__Passage__.

"""

Speech by SEC Commissioner:
Remarks at the National Association for Variable Annuities 2006 Compliance and Regulatory Affairs Conference


Commissioner Annette L. Nazareth

U.S. Securities and Exchange Commission

Washington, DC
June 26, 2006

I. Introduction

Good morning. Thank you very much Mike for that kind introduction. I appreciate the opportunity to speak to you today, and would like to thank Mark Mackey and others at NAVA for inviting me to be here. From a look at your agenda for the next two days, you will have many opportunities to learn about recent developments in the areas of compliance and regulation. These matters are of utmost importance, and I applaud your efforts to attend events such as this where they can be discussed and carefully considered.

If you have occasion to visit the Commission's stately new building — hopefully not for enforcement related reasons — you will notice a display in our lobby that emphasizes the SEC's mission statement: to protect investors; maintain fair, orderly, and efficient markets; and facilitate capital formation.

I will focus my remarks today on the first part of our mission-investor protection. My primary goal is to convey to you that investor protection is a universal principle, indeed a creed, that should be embraced by all of us to our very core, and universally applied in practice not only by regulators, but by all industry participants as well. I will discuss investor protection from a historical perspective, explore the identity of America's investors, and explain how I believe that regulators and industry participants can better protect investors. Before I begin, I must remind you, however, that my remarks represent my own views, and not necessarily those of the Commission, my fellow Commissioners, or the staff.1

II. The Principle of Investor Protection

Investor protection is one of the most important principles embodied in our federal securities laws, including the rules and regulations of the Commission. Indeed, it is an important part of their foundation and purpose. The investor protection provisions that Congress included in our statutory regime are best understood from a historical perspective.

"""

(Named-object pointing records)
"""

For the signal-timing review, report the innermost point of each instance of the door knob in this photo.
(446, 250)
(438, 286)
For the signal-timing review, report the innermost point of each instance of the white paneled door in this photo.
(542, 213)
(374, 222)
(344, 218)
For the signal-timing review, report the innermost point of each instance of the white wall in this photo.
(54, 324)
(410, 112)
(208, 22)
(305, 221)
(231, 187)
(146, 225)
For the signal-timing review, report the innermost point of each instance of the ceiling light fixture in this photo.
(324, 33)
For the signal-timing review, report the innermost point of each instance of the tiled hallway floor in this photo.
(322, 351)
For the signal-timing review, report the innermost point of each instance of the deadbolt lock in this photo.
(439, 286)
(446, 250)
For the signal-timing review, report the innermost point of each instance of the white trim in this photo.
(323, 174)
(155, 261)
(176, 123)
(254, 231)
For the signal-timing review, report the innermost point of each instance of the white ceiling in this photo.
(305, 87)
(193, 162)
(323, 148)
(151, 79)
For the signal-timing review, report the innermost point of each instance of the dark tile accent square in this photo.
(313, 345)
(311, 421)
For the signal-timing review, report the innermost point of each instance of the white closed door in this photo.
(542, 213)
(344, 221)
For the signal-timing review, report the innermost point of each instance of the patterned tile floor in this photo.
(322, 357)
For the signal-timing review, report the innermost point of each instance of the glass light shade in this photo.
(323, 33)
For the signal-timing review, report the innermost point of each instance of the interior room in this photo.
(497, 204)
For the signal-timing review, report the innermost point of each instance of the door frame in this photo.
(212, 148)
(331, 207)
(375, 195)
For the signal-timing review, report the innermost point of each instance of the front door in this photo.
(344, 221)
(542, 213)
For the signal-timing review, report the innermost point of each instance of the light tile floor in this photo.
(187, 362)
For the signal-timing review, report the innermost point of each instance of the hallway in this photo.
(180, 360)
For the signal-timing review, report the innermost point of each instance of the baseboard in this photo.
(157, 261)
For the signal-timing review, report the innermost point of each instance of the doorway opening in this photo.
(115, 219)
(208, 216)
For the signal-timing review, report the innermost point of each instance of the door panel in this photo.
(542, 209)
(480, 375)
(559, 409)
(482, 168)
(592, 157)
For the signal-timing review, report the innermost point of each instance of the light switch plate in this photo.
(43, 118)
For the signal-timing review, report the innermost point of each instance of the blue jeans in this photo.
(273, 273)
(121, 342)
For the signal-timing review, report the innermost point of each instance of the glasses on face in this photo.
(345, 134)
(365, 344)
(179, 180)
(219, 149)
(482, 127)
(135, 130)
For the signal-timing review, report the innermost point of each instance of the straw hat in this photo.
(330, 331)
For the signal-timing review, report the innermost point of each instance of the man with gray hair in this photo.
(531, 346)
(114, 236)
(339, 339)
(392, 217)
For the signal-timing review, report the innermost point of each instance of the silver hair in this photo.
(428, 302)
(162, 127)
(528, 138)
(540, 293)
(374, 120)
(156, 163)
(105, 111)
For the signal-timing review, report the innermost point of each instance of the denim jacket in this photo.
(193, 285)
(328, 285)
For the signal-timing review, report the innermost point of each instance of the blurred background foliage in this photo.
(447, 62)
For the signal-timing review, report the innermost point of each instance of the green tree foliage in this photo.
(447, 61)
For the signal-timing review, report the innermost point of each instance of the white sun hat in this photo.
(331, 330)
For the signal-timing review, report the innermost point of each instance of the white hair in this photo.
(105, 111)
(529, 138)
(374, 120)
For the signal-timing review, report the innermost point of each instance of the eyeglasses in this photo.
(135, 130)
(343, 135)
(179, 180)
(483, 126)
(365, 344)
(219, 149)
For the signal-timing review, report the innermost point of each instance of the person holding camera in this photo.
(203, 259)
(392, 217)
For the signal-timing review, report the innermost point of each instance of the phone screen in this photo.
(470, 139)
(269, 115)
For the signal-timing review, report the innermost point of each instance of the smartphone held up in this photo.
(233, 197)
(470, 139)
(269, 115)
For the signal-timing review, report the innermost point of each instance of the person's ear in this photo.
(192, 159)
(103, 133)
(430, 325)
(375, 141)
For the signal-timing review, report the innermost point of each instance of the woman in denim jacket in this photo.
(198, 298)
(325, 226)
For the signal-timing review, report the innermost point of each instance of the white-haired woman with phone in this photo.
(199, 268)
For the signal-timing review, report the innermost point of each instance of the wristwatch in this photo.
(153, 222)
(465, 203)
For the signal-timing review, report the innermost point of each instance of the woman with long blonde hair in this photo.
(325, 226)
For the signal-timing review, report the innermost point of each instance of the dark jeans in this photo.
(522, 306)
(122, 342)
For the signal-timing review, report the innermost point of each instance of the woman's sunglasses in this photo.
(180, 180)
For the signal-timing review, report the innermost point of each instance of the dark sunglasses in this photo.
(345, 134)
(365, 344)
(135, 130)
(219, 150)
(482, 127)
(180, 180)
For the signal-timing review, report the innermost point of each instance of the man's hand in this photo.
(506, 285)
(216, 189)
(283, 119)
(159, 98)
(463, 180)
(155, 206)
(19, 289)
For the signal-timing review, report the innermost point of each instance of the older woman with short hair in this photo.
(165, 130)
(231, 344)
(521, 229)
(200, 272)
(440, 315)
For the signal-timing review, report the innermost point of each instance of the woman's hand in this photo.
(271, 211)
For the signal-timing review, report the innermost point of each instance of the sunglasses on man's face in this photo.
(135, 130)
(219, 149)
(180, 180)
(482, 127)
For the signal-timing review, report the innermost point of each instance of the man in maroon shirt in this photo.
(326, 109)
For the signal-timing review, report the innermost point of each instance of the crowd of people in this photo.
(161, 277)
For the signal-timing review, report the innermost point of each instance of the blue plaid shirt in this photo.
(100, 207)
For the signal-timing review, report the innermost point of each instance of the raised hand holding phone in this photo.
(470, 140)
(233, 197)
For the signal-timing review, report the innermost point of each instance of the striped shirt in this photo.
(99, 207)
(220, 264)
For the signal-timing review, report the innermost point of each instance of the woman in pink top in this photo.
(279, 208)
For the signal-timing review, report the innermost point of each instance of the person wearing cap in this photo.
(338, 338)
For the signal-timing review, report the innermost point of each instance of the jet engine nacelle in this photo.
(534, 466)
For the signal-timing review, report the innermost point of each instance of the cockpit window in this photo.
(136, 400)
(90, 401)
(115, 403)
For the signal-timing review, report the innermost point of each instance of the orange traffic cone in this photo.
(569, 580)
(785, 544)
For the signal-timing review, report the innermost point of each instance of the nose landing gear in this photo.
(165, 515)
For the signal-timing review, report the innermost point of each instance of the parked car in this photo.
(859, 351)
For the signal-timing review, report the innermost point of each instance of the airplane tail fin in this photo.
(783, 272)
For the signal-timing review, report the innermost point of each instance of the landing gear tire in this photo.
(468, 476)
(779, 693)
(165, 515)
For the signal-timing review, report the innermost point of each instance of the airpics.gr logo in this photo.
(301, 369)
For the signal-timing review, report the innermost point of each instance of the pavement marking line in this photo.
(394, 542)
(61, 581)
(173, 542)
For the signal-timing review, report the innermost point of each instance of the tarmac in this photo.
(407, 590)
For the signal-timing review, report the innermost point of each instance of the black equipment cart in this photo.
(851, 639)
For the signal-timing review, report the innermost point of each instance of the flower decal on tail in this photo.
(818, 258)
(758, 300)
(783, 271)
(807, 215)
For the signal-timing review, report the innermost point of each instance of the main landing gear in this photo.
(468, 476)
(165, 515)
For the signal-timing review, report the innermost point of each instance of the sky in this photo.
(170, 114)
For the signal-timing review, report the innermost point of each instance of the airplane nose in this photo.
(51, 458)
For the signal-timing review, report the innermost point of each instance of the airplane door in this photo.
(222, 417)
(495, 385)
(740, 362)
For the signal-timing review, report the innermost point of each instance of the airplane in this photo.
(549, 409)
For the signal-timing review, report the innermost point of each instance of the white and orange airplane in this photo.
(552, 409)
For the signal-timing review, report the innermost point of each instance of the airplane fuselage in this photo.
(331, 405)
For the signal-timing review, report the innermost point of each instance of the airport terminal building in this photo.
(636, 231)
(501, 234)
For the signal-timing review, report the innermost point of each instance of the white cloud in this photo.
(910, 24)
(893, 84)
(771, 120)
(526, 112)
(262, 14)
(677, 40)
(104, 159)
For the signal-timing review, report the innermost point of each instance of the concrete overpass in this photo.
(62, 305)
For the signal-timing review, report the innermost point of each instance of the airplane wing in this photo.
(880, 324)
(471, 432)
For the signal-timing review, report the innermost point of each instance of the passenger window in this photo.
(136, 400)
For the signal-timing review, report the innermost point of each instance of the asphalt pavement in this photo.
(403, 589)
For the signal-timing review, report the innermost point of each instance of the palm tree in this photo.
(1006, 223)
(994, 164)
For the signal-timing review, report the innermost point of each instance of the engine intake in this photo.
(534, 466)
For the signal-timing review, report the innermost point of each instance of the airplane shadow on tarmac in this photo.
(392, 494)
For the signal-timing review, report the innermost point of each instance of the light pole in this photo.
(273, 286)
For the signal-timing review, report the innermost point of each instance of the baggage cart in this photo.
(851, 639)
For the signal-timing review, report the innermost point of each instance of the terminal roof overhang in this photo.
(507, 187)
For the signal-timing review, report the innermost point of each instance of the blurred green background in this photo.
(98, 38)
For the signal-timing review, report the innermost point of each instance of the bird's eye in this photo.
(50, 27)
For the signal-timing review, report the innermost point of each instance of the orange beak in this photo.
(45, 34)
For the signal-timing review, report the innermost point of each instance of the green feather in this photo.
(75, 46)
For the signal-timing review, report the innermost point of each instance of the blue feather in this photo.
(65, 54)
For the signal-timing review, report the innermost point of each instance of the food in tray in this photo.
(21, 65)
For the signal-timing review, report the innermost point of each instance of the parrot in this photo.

"""

__What to do__. Put this sentence from the SEC speech into Spanish: "Investor protection is one of the most important principles embodied in our federal securities laws, including the rules and regulations of the Commission."

__Written solution__. La protección de los inversionistas es uno de los principios más importantes consagrados en nuestras leyes federales de valores, incluidas las normas y los reglamentos de la Comisión.